*** Study material Section Begins ***
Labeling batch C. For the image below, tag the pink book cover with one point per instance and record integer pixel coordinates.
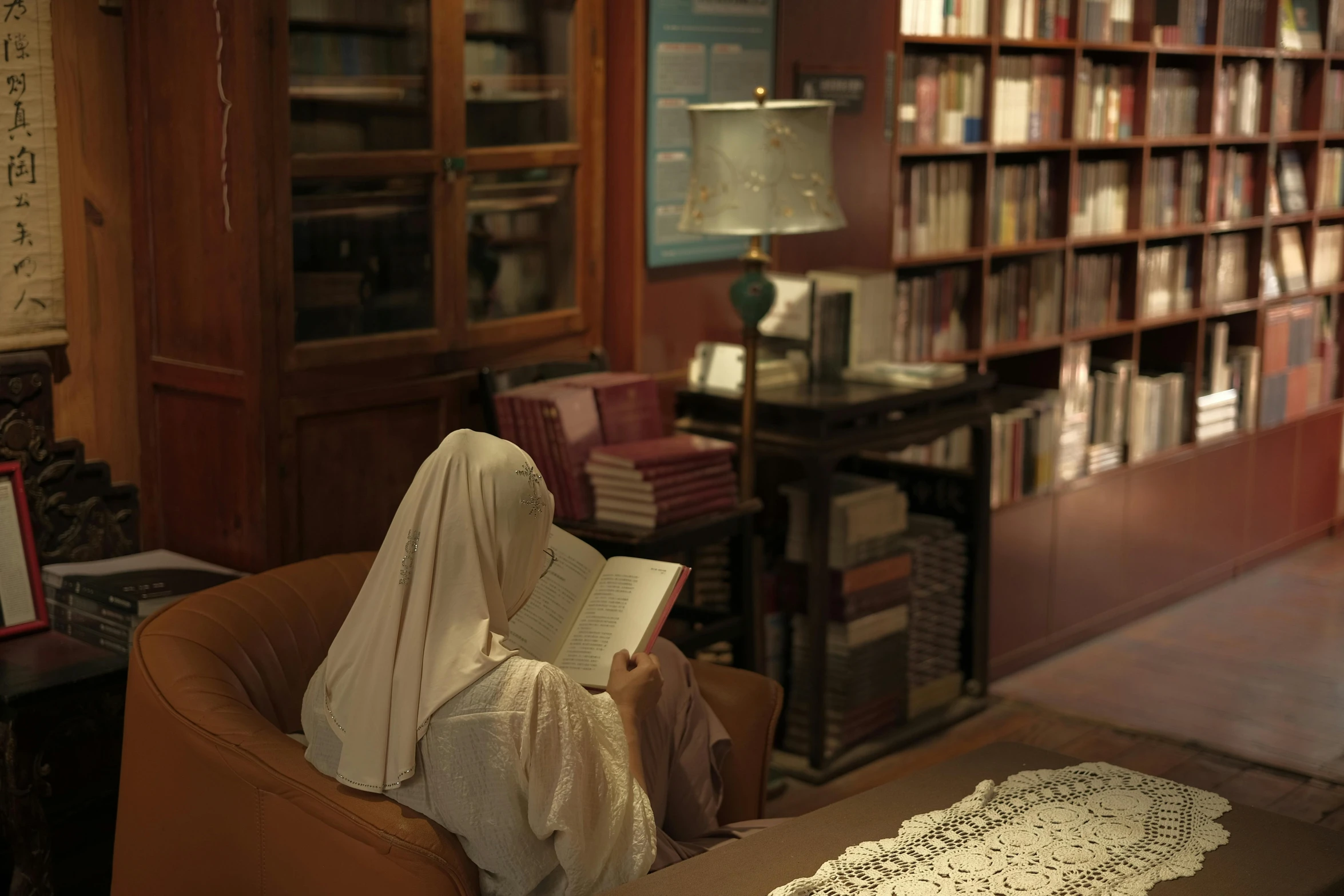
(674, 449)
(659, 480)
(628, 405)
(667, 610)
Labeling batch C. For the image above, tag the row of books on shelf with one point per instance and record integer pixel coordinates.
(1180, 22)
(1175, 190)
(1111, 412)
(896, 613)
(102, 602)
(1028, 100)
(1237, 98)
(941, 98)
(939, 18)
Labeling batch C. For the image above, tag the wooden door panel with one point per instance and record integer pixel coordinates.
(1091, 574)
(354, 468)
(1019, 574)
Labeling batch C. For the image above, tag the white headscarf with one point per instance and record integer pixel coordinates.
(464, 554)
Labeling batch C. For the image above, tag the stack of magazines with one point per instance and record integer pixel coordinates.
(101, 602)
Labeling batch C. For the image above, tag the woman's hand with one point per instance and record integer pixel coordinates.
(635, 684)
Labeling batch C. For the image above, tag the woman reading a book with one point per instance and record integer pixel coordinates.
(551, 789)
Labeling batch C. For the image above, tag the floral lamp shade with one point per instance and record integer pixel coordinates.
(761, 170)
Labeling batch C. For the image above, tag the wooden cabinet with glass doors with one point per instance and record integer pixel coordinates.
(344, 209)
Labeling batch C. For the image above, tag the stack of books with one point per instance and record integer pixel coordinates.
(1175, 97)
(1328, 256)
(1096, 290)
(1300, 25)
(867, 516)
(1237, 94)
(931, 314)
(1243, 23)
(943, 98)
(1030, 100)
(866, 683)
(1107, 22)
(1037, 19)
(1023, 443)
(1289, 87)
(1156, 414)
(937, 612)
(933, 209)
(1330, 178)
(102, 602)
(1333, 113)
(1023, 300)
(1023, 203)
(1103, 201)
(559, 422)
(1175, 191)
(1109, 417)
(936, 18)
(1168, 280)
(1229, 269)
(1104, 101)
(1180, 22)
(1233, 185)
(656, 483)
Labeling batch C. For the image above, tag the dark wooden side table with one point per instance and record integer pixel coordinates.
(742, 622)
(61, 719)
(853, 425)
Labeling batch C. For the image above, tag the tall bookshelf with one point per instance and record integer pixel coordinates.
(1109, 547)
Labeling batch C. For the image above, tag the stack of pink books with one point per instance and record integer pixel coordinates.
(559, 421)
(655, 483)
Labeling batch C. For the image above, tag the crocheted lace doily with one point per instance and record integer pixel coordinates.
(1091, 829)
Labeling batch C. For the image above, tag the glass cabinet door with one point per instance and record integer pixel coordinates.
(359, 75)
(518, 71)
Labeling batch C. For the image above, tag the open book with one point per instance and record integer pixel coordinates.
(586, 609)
*** Study material Section Ends ***
[Your task]:
The data is to be printed again exactly, but without its pictures.

[Expected answer]:
Labeling batch C. For the image below, tag the pink book cover with one point per instance and record integer pixel coordinates.
(674, 449)
(659, 480)
(628, 405)
(667, 610)
Labeling batch C. For the image above, tag the row of books on shelf with one point per instance and record integer pixel coordinates.
(1180, 22)
(1175, 190)
(1111, 412)
(896, 613)
(102, 602)
(1028, 100)
(1237, 98)
(941, 98)
(939, 18)
Labeling batch C. For the image above, tag the wooden door panel with one point per instance and record integer pixel coordinates.
(1091, 574)
(354, 468)
(1019, 574)
Labeling batch C. For the image above, tag the white headscarf with one point per instance and record integer pixel coordinates.
(464, 554)
Labeling batch C. For the image above, tag the stack of magazines with one point per instance and record integer pixel coordinates.
(101, 602)
Labeling batch C. For the image above, tag the woman's hand with one point per instance and record integer pixel coordinates.
(635, 684)
Labeling batch C. For the image above, tag the woman reading a book with one point per instance and record integer pixel coordinates.
(551, 789)
Labeling batch C. For the image above, tag the floral lamp shade with one point per instance and record integer pixel coordinates.
(761, 170)
Labeling batch C. For the image above, tag the wooden cabinet with glass doors with one point per instance and record integer pixel coordinates.
(344, 209)
Labeling batch C. For the image above, tag the stack of books with one point per instance and record integer pixel coordinates.
(1175, 97)
(1328, 256)
(1096, 290)
(1300, 25)
(867, 516)
(1237, 94)
(931, 314)
(1243, 23)
(943, 98)
(1030, 100)
(866, 683)
(1107, 22)
(1037, 19)
(1023, 443)
(1289, 87)
(1156, 414)
(937, 612)
(933, 209)
(1330, 178)
(102, 602)
(1333, 113)
(1023, 300)
(1023, 203)
(1103, 201)
(559, 422)
(1175, 191)
(1109, 417)
(936, 18)
(1168, 280)
(1229, 269)
(1104, 101)
(1180, 22)
(1233, 185)
(656, 483)
Labeling batch C. For the image above, tag the dark wooden side table with one point per instance and record integer pixel coordinates.
(742, 622)
(61, 719)
(853, 425)
Labeling batch C. For the image above, tag the tall bookshelf with one point per instance and record integer pixel coordinates.
(1109, 547)
Labeling batch C. For the image above, tag the stack of pink books with one point per instance and record integer pixel coordinates.
(559, 421)
(655, 483)
Labeling batch C. For the image above, tag the crocheted lace doily with one point per instance and record integer pixel coordinates.
(1091, 829)
Labeling batch C. For the image above, tag the glass cabinet door with one point per instance and record integer pixel coordinates.
(359, 75)
(518, 71)
Labeling batch C. For the image above, tag the open book with one point per instance and record integer pixel coordinates.
(586, 609)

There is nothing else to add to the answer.